Activity: The stretch from the line with "the face mask and report the pixel coordinates." through the line with "black face mask and report the pixel coordinates." in the records below: write it out exactly, and nothing else.

Given information:
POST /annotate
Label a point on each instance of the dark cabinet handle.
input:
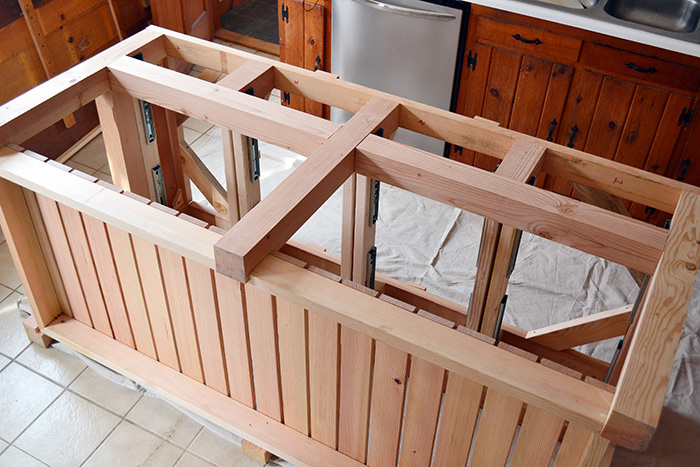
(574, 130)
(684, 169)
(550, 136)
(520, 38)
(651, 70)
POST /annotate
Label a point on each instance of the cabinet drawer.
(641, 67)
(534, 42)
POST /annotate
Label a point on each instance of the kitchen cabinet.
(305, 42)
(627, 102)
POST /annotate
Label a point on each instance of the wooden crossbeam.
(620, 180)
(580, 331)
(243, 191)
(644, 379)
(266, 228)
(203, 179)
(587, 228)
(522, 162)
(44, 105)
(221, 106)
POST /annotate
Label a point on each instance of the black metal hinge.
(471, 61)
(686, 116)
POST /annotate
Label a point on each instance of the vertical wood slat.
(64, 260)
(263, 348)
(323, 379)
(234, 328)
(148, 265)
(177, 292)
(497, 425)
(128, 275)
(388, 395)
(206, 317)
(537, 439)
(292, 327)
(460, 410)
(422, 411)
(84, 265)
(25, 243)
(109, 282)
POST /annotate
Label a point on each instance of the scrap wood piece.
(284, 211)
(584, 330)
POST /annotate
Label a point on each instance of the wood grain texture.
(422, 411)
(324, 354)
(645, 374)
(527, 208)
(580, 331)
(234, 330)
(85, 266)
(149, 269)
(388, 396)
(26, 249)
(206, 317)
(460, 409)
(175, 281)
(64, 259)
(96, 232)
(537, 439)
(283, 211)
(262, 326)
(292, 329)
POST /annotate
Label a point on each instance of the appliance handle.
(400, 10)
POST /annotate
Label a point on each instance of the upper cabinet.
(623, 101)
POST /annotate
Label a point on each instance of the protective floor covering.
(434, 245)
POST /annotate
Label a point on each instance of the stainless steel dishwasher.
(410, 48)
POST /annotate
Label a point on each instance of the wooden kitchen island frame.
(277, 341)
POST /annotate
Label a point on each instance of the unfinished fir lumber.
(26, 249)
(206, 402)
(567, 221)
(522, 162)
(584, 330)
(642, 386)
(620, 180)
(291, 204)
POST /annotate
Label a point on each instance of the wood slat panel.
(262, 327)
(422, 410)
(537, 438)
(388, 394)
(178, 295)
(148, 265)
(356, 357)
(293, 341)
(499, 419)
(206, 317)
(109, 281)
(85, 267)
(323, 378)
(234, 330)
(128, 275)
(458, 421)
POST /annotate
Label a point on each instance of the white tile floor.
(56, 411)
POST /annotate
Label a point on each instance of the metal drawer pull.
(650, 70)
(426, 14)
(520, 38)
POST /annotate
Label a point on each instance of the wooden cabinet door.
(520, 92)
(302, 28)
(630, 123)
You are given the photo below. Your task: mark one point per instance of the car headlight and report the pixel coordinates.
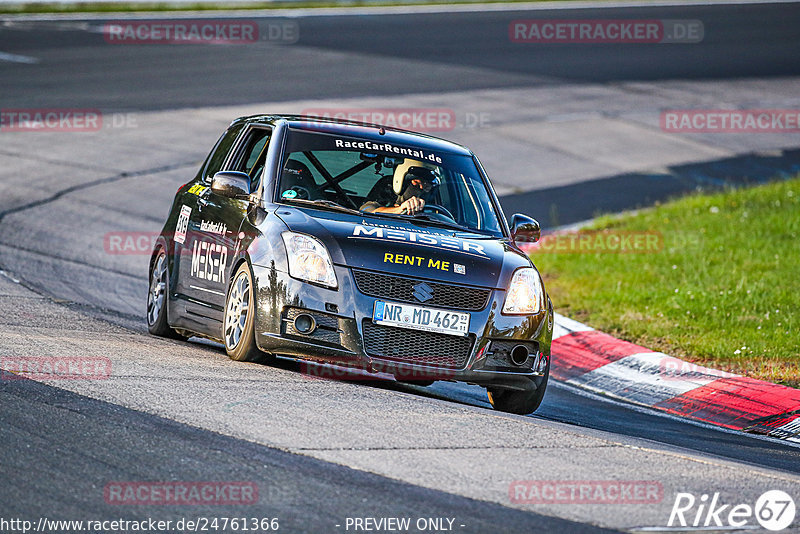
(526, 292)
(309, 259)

==

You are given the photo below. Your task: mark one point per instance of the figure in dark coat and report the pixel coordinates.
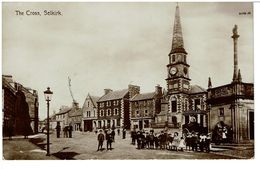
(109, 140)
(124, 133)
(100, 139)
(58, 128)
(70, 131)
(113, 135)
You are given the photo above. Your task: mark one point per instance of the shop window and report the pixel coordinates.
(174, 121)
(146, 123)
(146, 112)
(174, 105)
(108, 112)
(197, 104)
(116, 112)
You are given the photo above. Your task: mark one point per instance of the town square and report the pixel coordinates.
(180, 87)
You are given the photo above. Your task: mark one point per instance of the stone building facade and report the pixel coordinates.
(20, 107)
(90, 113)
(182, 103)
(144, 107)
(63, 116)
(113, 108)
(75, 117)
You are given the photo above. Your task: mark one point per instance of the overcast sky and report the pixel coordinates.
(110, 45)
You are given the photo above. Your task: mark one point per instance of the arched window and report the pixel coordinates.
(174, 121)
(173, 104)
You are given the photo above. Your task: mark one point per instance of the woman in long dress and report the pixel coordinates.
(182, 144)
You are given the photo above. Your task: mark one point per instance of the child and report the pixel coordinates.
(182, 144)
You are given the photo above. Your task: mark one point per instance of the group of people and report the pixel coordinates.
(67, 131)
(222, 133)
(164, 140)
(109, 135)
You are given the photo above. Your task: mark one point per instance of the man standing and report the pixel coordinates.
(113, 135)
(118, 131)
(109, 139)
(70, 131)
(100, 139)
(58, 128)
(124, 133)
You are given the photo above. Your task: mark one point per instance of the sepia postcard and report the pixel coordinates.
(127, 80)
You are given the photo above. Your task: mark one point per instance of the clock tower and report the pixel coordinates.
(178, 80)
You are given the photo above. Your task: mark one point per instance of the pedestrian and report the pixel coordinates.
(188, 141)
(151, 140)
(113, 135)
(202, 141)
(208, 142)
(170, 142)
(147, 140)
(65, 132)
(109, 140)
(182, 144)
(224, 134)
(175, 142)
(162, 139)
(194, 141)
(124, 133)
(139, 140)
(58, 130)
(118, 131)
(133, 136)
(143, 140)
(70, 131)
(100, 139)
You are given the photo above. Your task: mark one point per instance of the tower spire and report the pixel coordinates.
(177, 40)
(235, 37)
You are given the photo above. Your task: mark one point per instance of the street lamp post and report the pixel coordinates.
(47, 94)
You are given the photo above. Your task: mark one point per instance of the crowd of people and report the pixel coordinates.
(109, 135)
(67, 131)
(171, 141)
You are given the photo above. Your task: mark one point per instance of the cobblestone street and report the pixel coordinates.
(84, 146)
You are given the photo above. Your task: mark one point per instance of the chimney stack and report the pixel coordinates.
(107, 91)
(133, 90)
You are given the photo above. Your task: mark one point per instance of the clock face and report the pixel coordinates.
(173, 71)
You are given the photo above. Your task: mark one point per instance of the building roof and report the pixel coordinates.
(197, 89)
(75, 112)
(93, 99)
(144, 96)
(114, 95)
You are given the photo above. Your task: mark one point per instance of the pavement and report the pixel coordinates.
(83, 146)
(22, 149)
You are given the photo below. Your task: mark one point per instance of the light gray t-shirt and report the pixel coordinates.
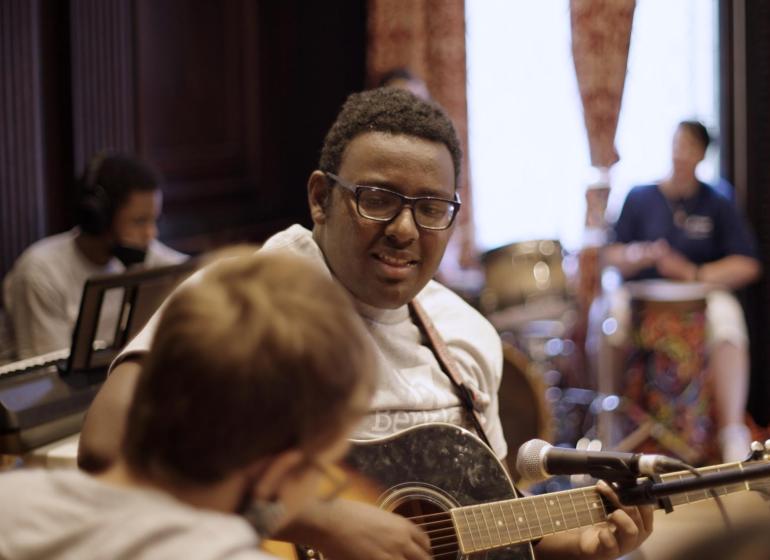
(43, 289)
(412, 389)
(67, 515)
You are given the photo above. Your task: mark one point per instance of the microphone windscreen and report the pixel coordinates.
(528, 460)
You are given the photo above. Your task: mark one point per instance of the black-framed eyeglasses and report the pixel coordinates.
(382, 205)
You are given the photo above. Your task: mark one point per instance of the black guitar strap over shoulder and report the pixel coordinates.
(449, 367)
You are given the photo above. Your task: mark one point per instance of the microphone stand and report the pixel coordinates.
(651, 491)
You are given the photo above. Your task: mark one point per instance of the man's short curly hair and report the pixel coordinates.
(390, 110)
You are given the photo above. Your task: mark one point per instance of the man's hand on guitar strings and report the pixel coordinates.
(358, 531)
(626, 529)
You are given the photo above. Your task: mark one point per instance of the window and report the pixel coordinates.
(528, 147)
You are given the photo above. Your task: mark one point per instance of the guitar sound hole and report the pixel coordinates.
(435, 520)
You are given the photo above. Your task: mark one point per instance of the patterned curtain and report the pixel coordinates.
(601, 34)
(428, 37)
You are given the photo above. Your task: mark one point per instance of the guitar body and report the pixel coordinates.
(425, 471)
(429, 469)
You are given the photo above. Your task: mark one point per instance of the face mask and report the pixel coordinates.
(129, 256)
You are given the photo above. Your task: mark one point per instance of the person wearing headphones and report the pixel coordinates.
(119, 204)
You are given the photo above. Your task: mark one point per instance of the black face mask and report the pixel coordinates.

---

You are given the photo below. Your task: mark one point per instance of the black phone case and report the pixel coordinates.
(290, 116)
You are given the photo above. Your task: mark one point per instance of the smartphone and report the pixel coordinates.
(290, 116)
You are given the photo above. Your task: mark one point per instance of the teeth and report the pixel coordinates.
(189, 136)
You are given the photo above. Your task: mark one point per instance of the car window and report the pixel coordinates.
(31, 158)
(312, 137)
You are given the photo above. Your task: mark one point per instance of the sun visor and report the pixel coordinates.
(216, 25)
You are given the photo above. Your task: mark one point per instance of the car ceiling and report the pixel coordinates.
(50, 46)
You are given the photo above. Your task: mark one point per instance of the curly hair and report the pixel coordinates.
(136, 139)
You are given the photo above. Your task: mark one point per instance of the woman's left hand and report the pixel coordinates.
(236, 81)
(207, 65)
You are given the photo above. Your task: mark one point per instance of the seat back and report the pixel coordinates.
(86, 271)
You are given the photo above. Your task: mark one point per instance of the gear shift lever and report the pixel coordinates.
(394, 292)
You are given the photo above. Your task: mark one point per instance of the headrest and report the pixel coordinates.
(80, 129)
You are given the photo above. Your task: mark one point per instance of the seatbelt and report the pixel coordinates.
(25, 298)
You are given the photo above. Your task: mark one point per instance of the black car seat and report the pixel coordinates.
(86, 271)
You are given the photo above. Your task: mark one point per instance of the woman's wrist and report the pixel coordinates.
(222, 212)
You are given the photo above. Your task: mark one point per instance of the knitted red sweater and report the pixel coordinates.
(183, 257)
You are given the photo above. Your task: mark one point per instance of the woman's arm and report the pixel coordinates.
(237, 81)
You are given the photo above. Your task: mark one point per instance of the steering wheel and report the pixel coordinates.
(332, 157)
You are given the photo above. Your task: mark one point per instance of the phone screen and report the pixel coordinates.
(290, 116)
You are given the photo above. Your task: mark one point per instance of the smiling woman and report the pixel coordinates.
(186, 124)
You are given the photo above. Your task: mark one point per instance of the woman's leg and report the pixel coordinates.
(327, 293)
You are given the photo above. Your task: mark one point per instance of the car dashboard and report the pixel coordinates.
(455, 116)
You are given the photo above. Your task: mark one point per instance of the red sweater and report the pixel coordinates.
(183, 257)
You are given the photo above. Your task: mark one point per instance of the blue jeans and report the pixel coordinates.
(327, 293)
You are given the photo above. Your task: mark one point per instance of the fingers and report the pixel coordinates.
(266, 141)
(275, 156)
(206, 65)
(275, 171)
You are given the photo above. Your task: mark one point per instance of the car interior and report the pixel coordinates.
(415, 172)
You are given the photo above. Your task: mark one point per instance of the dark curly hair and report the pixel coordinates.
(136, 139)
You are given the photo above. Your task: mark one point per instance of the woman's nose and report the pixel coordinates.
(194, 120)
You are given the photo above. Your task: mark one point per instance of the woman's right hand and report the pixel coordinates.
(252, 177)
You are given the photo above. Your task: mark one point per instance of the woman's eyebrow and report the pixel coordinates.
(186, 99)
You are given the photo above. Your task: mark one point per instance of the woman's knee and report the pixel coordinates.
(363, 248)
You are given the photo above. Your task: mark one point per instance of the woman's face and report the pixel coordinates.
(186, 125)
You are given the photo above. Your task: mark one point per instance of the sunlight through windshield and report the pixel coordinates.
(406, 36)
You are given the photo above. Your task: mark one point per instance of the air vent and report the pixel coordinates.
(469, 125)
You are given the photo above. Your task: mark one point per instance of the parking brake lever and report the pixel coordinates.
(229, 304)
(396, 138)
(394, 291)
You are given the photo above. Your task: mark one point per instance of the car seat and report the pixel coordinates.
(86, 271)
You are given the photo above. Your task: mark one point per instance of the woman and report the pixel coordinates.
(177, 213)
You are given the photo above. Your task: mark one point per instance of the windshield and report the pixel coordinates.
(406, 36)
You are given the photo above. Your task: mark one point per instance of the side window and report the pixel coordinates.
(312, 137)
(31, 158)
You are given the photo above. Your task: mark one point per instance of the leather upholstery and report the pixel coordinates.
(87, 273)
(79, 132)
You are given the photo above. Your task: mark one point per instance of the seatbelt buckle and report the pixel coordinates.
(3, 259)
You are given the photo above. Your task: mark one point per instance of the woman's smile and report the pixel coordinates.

Result below:
You are given the photo above. Your task: mark one point per instance of the face mask and report the pixel coordinates.
(129, 256)
You are given the photo above. Your task: mark one point per instance of the person wearing headphones and report the pixel coordinates.
(119, 204)
You are given the photo above. Your task: mark one point per instance of the black face mask and report the pixel coordinates.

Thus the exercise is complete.